*GOAL:* Gather and copy every line of the items below that contains the word "tree". Case counts.
>> begin
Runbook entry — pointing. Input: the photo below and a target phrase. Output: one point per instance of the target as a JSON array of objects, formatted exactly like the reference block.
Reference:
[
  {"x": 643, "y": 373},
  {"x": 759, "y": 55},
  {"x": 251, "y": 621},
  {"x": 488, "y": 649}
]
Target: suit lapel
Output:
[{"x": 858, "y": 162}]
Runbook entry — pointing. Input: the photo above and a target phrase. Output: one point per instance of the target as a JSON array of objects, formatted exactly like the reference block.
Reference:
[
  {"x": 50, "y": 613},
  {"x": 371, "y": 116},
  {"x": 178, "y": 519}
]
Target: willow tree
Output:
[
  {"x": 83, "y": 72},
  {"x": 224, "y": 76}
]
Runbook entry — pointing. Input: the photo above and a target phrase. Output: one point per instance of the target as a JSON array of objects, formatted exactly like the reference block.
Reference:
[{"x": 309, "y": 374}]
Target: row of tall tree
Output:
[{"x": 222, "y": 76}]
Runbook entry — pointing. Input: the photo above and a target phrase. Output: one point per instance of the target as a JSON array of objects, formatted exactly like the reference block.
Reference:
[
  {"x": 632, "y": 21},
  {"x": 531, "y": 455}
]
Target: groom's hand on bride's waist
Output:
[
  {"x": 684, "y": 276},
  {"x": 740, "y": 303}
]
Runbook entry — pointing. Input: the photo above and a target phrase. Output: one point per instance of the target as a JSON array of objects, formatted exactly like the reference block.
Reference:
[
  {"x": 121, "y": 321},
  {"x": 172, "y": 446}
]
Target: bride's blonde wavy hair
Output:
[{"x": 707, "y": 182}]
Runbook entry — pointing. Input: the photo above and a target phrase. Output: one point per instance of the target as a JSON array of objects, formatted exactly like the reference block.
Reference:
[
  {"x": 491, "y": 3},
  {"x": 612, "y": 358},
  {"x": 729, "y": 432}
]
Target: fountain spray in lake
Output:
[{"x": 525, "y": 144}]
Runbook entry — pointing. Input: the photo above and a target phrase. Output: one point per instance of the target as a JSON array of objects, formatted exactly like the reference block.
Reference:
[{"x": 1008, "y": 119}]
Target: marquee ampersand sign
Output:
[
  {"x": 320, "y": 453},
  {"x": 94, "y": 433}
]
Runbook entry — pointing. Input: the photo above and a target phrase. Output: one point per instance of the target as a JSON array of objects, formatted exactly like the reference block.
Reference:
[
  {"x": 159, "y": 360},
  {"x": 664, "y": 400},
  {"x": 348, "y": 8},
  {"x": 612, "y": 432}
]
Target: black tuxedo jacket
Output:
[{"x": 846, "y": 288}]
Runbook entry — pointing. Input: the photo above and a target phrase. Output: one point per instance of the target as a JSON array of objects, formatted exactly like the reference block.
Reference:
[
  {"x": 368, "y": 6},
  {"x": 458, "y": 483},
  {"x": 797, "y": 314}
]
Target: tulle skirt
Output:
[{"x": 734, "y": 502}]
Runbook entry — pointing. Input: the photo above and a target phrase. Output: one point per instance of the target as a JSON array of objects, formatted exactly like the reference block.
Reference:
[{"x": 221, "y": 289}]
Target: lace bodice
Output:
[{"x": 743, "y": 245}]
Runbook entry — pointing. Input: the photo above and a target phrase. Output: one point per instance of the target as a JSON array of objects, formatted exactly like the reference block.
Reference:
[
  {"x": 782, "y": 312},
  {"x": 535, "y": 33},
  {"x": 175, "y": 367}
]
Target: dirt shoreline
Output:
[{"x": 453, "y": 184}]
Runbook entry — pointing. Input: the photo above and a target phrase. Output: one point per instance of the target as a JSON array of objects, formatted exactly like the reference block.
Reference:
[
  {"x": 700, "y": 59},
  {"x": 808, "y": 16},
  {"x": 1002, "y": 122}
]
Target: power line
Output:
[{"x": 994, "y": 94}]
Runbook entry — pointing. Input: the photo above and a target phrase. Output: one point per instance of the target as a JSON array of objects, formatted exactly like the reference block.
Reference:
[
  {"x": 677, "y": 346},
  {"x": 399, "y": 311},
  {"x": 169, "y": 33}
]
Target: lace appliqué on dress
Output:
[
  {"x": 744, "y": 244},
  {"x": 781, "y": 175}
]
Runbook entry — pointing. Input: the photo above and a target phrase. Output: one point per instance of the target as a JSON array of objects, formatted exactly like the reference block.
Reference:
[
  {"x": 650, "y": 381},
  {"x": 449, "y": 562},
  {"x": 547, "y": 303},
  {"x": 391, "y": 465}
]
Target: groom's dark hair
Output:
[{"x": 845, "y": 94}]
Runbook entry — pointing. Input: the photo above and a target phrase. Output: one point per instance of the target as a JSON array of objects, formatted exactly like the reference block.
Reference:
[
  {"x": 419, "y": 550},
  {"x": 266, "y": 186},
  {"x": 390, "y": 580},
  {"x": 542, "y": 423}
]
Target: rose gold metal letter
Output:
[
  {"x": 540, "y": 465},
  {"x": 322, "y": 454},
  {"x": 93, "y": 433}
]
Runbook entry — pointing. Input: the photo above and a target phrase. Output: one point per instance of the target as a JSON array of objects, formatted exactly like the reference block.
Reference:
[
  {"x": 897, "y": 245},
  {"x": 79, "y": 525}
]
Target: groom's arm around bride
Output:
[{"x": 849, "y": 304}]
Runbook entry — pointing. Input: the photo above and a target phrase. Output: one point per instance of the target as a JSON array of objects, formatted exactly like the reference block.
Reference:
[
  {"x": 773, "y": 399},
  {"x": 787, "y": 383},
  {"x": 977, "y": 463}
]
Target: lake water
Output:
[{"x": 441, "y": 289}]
>> end
*COMPLETE OUTPUT:*
Target: willow tree
Target: row of tall tree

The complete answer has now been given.